* What is needed:
Only the final stretch of lines is needed: output exactly the line containing "Please identify the cloud" and all lines following it in the listing below.

────────────────────

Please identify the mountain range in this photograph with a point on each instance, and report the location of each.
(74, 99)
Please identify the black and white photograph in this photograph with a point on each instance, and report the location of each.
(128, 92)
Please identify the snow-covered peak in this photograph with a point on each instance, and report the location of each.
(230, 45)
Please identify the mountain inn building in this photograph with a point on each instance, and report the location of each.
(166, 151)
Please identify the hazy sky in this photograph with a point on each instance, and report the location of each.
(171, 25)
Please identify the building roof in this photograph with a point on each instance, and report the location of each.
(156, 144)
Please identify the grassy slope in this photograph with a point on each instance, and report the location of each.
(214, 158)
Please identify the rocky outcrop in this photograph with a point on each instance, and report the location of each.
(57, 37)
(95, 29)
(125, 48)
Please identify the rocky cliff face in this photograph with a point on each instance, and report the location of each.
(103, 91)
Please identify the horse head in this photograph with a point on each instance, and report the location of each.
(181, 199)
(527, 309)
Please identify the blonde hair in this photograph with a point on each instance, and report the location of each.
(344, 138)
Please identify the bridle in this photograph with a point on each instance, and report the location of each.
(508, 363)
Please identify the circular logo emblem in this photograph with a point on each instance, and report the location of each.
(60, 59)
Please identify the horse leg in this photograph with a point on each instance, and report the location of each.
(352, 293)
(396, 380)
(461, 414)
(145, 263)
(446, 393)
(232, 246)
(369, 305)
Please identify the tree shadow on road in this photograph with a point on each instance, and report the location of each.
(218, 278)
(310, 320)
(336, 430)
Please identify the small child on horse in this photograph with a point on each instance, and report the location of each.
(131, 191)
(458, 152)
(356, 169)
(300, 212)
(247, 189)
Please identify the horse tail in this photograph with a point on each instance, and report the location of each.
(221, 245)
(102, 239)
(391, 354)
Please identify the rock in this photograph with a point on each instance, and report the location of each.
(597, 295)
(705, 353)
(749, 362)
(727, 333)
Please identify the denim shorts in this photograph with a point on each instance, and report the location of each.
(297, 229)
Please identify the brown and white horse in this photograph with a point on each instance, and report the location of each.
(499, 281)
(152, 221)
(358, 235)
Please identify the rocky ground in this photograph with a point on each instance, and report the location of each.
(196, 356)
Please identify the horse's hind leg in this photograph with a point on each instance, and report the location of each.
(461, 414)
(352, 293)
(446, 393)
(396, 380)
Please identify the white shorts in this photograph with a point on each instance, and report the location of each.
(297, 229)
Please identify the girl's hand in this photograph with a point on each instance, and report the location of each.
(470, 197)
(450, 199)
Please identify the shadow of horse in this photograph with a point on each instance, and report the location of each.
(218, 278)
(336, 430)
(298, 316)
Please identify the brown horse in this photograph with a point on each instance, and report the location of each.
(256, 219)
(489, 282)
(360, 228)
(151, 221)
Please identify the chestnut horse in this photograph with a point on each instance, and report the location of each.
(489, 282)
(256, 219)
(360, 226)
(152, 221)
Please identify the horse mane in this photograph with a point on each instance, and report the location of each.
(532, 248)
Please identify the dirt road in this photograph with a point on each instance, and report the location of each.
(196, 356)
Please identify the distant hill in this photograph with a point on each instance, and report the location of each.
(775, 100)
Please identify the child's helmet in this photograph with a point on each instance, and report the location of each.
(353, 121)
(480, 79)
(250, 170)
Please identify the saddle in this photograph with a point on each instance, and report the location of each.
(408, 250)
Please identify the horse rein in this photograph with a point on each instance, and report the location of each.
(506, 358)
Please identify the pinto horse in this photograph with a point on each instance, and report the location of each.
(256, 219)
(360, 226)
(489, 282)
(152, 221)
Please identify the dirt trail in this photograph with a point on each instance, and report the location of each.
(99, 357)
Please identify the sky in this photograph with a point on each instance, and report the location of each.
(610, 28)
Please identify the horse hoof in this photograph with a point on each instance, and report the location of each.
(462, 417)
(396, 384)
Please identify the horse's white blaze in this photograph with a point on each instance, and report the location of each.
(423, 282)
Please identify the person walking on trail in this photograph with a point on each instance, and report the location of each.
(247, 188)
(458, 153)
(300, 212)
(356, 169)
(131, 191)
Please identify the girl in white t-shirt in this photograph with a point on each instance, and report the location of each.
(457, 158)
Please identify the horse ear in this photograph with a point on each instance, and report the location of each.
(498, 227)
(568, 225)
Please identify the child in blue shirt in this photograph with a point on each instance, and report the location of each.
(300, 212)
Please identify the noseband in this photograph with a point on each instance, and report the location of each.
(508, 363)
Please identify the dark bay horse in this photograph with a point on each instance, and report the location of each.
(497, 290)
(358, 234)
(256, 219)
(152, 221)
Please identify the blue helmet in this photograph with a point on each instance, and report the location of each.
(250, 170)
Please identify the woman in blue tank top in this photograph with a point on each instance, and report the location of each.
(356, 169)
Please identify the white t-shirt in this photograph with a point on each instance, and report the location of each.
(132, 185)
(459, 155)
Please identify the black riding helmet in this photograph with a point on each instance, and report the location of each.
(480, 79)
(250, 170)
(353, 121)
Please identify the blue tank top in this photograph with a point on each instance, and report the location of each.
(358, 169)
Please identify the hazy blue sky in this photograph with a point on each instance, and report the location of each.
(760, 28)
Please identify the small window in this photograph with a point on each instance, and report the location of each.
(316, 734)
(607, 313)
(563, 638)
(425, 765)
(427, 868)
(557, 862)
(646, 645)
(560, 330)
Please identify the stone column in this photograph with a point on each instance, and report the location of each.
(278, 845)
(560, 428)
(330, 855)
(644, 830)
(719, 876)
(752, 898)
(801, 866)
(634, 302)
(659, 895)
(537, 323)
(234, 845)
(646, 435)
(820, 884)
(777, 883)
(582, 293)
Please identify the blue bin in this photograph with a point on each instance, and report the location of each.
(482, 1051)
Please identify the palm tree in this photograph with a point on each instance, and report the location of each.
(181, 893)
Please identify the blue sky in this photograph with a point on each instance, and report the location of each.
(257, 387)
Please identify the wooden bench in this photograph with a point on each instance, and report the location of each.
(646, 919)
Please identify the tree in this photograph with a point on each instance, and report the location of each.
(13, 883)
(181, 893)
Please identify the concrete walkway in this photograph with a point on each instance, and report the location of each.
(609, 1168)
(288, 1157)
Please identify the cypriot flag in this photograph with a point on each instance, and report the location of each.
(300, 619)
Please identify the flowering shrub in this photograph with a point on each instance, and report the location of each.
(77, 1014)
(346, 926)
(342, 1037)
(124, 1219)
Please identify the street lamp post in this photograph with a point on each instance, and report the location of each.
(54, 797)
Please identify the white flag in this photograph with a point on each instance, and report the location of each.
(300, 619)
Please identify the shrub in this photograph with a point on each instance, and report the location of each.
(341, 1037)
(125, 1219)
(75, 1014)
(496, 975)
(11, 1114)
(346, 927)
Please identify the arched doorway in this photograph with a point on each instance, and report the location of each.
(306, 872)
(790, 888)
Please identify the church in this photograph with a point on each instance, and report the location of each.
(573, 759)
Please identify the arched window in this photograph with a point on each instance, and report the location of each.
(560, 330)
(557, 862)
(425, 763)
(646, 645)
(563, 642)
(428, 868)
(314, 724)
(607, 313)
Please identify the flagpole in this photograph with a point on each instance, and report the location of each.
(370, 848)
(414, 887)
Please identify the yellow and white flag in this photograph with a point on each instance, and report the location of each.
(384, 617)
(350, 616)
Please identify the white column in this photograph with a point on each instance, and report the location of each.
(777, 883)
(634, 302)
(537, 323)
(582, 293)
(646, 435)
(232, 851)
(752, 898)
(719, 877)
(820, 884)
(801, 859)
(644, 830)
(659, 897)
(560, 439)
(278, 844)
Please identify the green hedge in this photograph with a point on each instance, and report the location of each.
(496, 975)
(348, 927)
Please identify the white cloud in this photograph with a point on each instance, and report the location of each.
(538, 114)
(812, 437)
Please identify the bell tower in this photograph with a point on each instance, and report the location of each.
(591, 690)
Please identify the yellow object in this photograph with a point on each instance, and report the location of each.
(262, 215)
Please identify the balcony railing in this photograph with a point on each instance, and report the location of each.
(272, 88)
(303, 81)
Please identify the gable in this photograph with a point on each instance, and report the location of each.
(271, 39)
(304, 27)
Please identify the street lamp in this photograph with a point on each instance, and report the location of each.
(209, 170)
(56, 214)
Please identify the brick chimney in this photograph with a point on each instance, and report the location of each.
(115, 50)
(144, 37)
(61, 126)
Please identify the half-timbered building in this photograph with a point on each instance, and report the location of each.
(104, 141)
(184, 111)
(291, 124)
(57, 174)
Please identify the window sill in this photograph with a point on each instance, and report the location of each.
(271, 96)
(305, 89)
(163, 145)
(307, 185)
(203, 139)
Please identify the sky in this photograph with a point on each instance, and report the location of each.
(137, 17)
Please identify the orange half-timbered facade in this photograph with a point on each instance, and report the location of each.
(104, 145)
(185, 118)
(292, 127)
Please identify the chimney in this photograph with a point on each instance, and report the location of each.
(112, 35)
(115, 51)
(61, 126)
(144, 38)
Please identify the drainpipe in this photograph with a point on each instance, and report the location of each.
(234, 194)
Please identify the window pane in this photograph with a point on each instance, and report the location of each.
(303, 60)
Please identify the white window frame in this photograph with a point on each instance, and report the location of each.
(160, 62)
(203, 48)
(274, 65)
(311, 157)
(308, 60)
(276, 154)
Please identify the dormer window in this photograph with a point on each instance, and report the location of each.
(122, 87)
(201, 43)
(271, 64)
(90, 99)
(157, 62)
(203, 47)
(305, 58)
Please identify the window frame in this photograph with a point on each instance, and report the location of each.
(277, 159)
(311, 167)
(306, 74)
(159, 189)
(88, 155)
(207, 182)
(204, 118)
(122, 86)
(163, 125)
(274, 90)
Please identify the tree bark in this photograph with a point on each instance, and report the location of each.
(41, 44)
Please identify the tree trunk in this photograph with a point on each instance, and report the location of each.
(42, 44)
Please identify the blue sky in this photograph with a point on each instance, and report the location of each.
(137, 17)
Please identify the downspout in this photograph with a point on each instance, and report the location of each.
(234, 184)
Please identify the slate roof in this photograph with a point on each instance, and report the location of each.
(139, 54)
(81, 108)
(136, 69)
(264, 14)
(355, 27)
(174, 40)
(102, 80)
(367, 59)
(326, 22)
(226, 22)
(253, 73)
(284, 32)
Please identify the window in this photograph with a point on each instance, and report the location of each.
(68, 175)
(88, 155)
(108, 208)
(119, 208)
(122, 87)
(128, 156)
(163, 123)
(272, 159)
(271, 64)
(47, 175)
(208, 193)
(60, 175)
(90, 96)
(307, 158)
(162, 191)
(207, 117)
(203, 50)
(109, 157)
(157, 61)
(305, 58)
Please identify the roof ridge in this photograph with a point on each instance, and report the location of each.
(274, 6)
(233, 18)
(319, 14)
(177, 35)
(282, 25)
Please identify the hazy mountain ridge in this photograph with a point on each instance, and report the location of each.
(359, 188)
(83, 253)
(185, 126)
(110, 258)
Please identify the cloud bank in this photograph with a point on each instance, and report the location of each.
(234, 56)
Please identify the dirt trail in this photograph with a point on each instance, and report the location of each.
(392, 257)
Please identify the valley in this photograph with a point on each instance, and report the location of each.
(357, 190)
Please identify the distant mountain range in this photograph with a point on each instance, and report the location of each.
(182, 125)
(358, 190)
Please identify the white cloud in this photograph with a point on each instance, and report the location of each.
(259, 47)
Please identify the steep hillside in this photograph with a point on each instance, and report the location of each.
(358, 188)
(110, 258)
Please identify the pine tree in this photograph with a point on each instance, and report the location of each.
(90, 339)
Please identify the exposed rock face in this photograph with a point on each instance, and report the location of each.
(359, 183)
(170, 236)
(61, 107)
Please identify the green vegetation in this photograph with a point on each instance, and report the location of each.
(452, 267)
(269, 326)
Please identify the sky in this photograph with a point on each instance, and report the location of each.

────────────────────

* Reply:
Please identify the cloud bank in this photograph with a point on each instance, and report the location of each.
(234, 56)
Please identify the dirt trail in this photograph with a point on each instance, and report the location of each.
(392, 257)
Please identify the valley in this photograph with a point on each instance, and report the location of each.
(357, 190)
Please identify the distant mountain range in this photograph with a point on each instance, and report the location of each.
(182, 125)
(358, 190)
Please identify the white cloud in this photograph with a point on each instance, and report the location of each.
(259, 47)
Please identify the steep hillside in this photograph with a point on each instance, and report the location of each.
(358, 188)
(110, 258)
Please identify the pine tree in this photograph with a point on each instance, and report the location of each.
(90, 339)
Please identify the exposed rock face in this photograph with a point on each instance, and report the location of each.
(359, 183)
(170, 236)
(61, 107)
Please identify the green vegetation in this photograph with a point on each instance, and report the location of each.
(452, 267)
(269, 326)
Please identify the sky in this photograph with a point on each instance, and report the location of each.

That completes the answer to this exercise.